Document segment ::
* Begin *
Sing A New Song
Every Wednesday afternoon 30 or 40 children from the neighborhood and congregation would gather at our church for a time of learning, playing together, supper and choir rehearsal. It was a wonderful time.
I was never certain who enjoyed those Wednesday afternoons more--the children or the teachers. I know I would have worked in that program even if I hadn't been the paid choir director.
After a couple months there came a day when the worship committee decided it was time for the children to sing for Sunday morning worship. The children and I thought it was going to be fun. Choir smocks were unpacked from boxes where they had been stored, tried on in all their wrinkledness for size, and then sent home for washing and ironing. No wrinkles on Sunday morning!
The children looked quite different on Sunday morning than those I had such fun with on Wednesdays. They were all cleaned up and rather uncomfortable in their dress-up clothes. Their behavior was changed, too; more stiff, formal and subdued. Our rehearsal was disappointing. On Wednesdays you could hear the kids sing from one end of the educational wing to the other. Now I wondered if anyone beyond the first three rows of pews would observe anything other than their mouths moving.
* End *
Entries shown ::
* Begin *
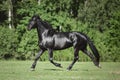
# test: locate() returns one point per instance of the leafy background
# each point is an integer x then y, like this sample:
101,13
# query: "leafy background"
99,19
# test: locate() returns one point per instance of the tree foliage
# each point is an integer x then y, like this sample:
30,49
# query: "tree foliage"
99,19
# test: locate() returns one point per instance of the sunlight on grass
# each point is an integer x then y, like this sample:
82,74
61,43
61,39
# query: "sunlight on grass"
20,70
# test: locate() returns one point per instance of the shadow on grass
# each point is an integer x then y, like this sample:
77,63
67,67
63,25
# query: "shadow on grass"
53,69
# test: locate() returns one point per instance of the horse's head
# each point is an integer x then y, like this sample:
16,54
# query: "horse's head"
33,22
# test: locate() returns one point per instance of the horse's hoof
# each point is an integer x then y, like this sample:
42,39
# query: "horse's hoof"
99,66
32,69
59,65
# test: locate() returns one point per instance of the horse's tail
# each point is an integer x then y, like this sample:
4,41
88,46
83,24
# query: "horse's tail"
95,51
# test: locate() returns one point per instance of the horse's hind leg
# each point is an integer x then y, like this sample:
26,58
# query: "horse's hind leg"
76,57
90,55
50,51
36,58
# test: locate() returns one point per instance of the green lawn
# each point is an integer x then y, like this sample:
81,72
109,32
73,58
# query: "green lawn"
20,70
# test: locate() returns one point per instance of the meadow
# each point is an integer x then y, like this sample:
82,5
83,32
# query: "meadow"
20,70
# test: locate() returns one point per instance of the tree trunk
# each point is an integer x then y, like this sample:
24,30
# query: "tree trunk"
10,14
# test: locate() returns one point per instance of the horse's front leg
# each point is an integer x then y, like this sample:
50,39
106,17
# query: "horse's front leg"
50,51
36,59
76,57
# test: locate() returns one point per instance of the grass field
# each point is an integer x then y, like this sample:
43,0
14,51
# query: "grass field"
20,70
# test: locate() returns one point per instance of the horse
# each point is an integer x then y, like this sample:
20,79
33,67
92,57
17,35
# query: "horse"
50,40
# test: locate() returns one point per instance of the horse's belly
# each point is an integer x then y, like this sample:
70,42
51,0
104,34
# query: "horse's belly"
62,44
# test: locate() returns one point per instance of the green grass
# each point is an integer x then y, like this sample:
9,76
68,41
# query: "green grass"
20,70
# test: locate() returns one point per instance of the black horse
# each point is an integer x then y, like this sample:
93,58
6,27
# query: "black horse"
50,39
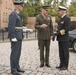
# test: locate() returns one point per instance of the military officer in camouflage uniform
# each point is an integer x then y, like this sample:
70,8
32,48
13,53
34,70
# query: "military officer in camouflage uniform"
15,34
63,38
45,33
* End *
Stated problem 1 ::
Based on the account of the children's choir, does each statement agree with the text? Answer yes or no, and quote the words that decide it.
(a) The children met at the church on Wednesday afternoons.
(b) The choir smocks were sent home to be washed and ironed.
(c) The worship committee had the children sing at a Wednesday service.
Stated problem 2 :: In the account of the children's choir, rewrite the part that opens with "Sing A New Song" and closes with "a wonderful time.", changing "supper" to "dinner".

Final result 1 ::
(a) Yes: "Every Wednesday afternoon 30 or 40 children from the neighborhood and congregation would gather at our church"
(b) Yes: "then sent home for washing and ironing"
(c) No: "it was time for the children to sing for Sunday morning worship"

Final result 2 ::
Sing A New Song
Every Wednesday afternoon 30 or 40 children from the neighborhood and congregation would gather at our church for a time of learning, playing together, dinner and choir rehearsal. It was a wonderful time.